§ **AIM**: Pick out every line in the material below that contains the word "blue", and copy each of those lines in full.

§ **MATERIAL FOR THIS EXERCISE**:
◇ ◇ ◇ ◇

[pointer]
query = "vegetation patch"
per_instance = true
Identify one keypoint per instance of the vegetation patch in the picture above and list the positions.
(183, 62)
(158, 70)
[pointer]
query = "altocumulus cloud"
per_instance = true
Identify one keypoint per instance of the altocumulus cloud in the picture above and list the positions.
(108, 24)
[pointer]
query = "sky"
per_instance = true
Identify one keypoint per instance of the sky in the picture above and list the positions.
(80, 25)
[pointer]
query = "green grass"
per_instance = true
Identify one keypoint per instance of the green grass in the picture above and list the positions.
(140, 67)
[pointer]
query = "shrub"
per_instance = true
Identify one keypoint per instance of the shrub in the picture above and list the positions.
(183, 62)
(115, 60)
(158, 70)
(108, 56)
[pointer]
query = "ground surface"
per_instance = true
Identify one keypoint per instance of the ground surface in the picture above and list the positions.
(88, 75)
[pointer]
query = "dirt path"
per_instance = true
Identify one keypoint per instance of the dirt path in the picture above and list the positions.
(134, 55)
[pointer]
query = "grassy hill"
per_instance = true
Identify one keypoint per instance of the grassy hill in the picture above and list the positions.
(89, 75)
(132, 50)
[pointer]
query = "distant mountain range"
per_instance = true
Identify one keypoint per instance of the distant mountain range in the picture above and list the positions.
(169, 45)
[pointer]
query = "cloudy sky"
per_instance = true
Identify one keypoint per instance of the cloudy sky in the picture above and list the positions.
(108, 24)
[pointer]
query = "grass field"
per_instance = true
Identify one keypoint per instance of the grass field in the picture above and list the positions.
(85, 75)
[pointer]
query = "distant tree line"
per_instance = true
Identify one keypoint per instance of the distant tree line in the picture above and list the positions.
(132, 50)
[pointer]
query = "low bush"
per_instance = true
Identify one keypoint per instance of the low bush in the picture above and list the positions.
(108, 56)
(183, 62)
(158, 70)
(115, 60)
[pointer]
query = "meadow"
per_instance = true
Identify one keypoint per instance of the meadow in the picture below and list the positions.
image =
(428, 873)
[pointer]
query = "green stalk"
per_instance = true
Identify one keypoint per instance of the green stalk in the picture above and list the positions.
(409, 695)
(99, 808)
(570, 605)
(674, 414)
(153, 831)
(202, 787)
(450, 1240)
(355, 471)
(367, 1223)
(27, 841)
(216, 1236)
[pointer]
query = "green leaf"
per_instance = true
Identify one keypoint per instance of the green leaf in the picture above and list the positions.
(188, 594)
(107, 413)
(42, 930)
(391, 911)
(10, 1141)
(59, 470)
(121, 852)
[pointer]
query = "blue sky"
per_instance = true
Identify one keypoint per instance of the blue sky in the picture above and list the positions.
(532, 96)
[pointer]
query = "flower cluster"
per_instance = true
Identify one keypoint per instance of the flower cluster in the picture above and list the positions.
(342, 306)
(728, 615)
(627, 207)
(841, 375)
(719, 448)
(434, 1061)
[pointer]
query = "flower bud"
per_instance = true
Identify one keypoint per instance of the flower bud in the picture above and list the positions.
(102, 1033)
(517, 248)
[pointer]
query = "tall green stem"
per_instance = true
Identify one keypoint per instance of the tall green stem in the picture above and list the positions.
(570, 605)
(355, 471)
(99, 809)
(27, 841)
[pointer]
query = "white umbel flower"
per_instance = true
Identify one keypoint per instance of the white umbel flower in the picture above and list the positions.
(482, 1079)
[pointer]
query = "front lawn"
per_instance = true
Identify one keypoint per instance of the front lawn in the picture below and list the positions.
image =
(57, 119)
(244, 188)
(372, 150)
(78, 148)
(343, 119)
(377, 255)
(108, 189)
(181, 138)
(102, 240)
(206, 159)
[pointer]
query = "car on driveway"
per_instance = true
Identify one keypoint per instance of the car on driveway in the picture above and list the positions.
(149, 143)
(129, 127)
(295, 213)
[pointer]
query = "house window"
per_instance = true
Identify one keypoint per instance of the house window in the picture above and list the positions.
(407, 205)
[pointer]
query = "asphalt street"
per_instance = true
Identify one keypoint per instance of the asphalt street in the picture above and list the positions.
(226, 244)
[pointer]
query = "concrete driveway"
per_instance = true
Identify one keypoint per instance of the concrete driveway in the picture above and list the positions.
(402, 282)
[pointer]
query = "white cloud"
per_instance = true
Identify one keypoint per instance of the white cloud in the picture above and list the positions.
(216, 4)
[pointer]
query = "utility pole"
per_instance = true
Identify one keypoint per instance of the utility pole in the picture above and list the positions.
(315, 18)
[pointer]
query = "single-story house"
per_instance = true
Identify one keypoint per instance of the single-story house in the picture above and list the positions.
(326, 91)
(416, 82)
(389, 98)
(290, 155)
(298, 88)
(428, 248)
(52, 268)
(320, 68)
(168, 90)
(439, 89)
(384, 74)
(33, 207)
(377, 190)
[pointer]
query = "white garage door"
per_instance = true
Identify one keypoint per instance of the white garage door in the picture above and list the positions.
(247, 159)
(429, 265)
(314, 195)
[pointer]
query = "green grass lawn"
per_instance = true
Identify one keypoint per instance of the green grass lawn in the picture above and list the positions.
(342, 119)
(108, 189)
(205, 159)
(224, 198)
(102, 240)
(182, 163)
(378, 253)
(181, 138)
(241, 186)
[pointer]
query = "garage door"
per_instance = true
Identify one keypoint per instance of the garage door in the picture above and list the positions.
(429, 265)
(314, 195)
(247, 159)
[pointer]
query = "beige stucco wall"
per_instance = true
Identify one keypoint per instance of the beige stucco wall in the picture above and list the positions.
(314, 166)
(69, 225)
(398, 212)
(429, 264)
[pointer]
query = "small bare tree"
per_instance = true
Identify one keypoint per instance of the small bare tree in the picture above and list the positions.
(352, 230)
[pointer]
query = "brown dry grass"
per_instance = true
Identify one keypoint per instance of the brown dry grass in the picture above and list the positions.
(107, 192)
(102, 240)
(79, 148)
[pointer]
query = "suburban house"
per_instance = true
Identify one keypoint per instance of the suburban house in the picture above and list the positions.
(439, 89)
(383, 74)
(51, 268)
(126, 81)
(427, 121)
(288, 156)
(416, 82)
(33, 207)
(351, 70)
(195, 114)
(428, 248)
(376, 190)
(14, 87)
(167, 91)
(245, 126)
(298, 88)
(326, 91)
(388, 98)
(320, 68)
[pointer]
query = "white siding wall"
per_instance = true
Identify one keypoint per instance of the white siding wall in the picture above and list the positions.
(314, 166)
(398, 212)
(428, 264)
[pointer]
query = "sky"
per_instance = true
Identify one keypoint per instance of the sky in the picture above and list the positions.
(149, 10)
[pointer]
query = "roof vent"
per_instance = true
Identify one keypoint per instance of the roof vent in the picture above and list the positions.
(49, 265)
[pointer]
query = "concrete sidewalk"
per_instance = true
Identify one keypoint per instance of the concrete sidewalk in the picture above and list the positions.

◇ ◇ ◇ ◇

§ **THE RESULT**:
query = "blue sky"
Identify one keypoint per instance of the blue sky in the picture above and list the positions.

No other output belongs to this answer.